[Tasks to carry out]
1. Can you sum up the forum thread on fish swimming levels in two sentences?
2. Would you resume the forum thread on fish swimming levels from the point where it stops?

[Document excerpt]

# Swimming levels of fish ..



## smit3183 (Sep 11, 2011)

I have some bloodfin tetras and zebra danios, and some cherry barbs. I know the tetras and danios are suppose to be middle to upper level and the barbs more middle but all of these guys hang near the bottom I'd say 85-90% of time. The tank is heavily planted with floating plants but still plenty of swimming room in the middle and upper levels. What causes them to act like this? They're cories,and mollies in the tank also and sometimes the bottom looks very crowded as the cories spend most of their time down there and the mollies are everywhere. It's a 55 gallon. These fish have been in the tank for over a year and have always preferred the lower half of tank.


----------



## Romad (Jun 28, 2009)

I've got barbs and tetras and they're pretty much always in the middle and only occasionally at the bottom. Could it be that they're trying to get away from a strong water current or are stressed out by other tankmates?

How many barbs and how many tetras?


----------



## smit3183 (Sep 11, 2011)

They're no fish in the tank that would cause stress and their is very little current in the tank. 5 barbs and 9 tetras


----------



## MoneyMitch (Aug 3, 2009)

when u say very little current, what GPH are the pumps for the tank and how many pumps are there? include powerheads and hobs and outlets from cans


----------



## smit3183 (Sep 11, 2011)

[Provided data]

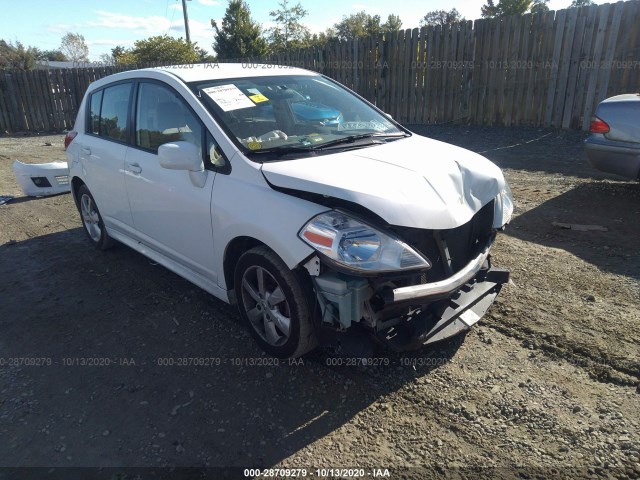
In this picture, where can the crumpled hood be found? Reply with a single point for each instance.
(413, 182)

[Expected results]
1. In a heavily planted 55-gallon tank that also holds cories and mollies, the owner's bloodfin tetras, zebra danios and cherry barbs have kept to the lower half for over a year, staying near the bottom about 85-90% of the time. Another member asks whether strong current or stressful tankmates could explain it, and the owner replies that neither applies and that there are 5 barbs and 9 tetras; a third member then asks for the GPH and number of pumps, powerheads and outlets.

2.
I have a fluval C4 HOB filter, 264gph set at low flow plus I have it baffled


----------



## MoneyMitch (Aug 3, 2009)

Romad said:


> I've got barbs and tetras and they're pretty much always in the middle and only occasionally at the bottom. Could it be that they're trying to get away from a strong water current or are stressed out by other tankmates?
> 
> How many barbs and how many tetras?


knowing the pumps im gunna stand behind this answer.


----------



## smit3183 (Sep 11, 2011)

Stand behind what answer? I only have 1 filter on the tank and its rated for what I have, nothing else , no other pumps or powerheads or whatever. Their is not too much current in the tank. Just looking for an answer to my question and obviously no one has it. I probably shouldn't worry ,the fish are fine.


----------



## Byron (Mar 7, 2009)

Discerning why a species behaves contrary to the "norm" takes a bit of effort sometimes, as many factors can affect them.

Water flow is one factor already mentioned; I'd like to see this tank--perhaps a video?--to say if this may be the issue or not, since I am not familiar with the mentioned filters.

Another factor can be light; as noted in the profiles of all three (the tetra, danio and barb species mentioned) floating plants to reduce overhead light is recommended. Bright light does stress fish because they cannot adjust their eyes like animals with pupils that adjust and that have eyelids.

A third factor can be water parameters. Temperature, though if too warm (danio in particular are cooler water fish, as are most active swimming fish) I would expect the fish to remain close to the surface and not be as active. But it is a factor and worth mentioning.

Hope this helps. A video if possible might narrow this down.

Byron.


----------



## smit3183 (Sep 11, 2011)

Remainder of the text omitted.